======== EXTRACTED RECORDS ========

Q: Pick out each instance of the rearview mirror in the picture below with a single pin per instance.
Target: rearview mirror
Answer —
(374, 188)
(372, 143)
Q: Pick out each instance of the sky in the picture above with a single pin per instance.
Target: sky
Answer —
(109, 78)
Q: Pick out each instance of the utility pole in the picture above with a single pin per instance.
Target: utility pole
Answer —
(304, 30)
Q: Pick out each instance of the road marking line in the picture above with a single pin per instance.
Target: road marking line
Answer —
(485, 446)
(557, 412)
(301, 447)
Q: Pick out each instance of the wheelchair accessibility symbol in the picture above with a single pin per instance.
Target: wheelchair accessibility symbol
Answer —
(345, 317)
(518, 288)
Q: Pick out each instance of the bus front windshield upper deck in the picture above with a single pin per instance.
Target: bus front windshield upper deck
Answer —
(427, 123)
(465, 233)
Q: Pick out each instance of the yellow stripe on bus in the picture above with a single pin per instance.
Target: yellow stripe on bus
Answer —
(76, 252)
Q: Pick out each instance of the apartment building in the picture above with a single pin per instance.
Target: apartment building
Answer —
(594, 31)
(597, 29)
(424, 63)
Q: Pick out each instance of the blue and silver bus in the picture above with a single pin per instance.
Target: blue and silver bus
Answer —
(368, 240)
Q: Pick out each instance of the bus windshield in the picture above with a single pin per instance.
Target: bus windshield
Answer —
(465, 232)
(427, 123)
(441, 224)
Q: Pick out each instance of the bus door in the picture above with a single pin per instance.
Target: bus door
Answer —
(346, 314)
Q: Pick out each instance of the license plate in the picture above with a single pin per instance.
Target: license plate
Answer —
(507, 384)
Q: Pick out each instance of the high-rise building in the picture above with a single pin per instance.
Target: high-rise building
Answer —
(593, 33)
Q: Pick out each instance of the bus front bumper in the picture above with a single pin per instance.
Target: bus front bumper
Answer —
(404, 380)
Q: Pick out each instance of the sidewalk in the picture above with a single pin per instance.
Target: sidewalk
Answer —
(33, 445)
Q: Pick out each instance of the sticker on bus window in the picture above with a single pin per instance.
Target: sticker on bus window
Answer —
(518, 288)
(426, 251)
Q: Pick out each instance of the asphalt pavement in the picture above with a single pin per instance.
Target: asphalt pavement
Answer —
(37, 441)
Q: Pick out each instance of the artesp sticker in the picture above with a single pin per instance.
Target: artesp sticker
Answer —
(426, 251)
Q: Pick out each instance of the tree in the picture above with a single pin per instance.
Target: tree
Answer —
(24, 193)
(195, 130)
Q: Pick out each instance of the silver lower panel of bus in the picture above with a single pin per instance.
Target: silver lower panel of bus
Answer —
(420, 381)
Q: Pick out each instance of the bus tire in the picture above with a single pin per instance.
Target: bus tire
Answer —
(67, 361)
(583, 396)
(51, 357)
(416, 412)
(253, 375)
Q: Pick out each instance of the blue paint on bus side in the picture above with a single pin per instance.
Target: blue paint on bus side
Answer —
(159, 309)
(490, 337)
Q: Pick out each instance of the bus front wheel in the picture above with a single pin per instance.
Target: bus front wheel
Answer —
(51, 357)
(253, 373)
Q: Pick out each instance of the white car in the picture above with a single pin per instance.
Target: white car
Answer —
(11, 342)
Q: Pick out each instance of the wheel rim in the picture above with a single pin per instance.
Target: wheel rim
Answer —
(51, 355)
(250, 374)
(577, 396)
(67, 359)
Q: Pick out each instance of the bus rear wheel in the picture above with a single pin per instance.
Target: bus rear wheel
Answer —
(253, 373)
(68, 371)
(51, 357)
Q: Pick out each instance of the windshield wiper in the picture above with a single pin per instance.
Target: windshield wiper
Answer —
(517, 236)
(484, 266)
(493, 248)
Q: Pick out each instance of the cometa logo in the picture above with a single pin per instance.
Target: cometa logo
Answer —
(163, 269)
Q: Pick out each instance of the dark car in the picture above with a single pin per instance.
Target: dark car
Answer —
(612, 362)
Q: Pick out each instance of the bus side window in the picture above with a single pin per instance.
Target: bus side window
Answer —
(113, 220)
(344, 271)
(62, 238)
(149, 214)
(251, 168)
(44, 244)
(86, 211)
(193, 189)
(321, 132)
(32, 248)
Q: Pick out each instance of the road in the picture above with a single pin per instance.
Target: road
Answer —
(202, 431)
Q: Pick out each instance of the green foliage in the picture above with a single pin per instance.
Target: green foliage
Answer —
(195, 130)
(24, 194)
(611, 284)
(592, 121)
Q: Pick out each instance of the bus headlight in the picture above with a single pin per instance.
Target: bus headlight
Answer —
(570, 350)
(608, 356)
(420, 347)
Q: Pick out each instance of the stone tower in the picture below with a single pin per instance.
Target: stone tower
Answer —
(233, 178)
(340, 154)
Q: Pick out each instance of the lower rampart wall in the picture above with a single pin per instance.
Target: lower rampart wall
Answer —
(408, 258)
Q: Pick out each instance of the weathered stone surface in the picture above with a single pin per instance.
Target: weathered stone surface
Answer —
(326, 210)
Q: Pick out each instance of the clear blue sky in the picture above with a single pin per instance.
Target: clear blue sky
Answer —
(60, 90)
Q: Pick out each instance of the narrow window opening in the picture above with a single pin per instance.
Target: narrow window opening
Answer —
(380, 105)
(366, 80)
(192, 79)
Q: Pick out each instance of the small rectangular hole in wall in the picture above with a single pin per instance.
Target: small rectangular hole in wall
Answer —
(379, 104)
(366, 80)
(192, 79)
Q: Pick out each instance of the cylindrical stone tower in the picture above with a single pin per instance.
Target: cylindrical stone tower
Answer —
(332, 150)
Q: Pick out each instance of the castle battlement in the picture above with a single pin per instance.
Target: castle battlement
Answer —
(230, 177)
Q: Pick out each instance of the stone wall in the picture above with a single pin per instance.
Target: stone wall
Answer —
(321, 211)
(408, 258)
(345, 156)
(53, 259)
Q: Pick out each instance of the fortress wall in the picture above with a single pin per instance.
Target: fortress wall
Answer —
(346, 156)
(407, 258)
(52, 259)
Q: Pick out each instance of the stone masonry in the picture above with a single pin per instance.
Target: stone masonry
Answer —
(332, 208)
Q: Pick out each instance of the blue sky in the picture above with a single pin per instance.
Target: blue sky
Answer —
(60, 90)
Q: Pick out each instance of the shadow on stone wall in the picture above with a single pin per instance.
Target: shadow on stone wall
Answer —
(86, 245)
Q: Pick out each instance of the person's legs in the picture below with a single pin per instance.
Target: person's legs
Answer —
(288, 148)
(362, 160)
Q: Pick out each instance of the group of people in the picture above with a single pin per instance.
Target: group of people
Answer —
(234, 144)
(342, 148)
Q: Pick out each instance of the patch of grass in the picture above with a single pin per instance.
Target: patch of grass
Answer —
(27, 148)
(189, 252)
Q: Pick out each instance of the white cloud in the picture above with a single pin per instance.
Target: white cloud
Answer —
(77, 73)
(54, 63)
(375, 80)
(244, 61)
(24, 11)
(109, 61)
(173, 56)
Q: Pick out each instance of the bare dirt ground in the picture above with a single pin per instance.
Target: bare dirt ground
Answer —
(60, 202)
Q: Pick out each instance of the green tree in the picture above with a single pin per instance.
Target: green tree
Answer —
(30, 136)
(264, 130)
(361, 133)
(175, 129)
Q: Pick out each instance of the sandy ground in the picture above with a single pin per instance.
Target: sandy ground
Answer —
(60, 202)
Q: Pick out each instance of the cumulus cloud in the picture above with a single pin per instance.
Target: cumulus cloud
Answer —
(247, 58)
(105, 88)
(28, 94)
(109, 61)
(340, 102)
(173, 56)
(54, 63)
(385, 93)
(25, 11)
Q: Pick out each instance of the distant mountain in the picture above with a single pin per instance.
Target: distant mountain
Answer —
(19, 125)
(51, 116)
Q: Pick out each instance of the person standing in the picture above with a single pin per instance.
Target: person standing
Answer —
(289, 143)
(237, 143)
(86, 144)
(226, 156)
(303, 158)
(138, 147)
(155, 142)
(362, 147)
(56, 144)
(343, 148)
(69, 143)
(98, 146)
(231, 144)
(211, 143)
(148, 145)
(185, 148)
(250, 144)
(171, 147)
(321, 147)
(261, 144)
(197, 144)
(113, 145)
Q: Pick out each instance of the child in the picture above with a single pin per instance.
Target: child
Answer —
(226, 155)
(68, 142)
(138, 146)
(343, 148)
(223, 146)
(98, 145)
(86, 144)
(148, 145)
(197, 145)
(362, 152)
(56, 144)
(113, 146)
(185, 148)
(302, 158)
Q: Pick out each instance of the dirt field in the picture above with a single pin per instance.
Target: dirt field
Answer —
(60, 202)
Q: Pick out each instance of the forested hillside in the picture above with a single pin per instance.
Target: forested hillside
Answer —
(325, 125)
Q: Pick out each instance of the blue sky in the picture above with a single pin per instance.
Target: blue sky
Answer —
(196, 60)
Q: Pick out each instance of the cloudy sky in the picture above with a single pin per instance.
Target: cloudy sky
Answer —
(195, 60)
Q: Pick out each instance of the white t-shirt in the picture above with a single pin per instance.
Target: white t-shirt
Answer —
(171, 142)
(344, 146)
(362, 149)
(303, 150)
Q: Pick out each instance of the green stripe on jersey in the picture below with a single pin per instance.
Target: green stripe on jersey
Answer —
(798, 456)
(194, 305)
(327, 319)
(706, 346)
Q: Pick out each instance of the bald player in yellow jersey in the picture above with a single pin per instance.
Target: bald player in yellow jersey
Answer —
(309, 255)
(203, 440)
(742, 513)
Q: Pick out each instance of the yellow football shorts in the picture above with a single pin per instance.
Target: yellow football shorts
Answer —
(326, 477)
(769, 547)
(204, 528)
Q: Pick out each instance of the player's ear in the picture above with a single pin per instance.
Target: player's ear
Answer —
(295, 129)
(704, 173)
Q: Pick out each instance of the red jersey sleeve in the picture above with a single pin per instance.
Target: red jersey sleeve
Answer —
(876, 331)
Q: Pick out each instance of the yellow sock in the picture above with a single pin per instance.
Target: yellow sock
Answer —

========

Starting from the line containing "Q: Pick out each instance of the yellow football" and ending with the final line of the data, reproduce each line exactly as it appears, including no other lines.

Q: Pick out each instance of the yellow football shorts in the picture above with a single pin per instance.
Target: yellow football shorts
Answer —
(326, 477)
(769, 547)
(204, 528)
Q: Pick out each instance of the player's ear in the picture above with a single pin per instance.
Target: player's ear
Answer —
(295, 129)
(704, 173)
Q: Pick out each instance of the red jersey sleeve in the picture above with a single pin per instance.
Target: red jersey sleeve
Answer —
(876, 331)
Q: Pick out each instance of the yellow sock in the picture above with a single pin per instance.
Target: yellow sock
Answer —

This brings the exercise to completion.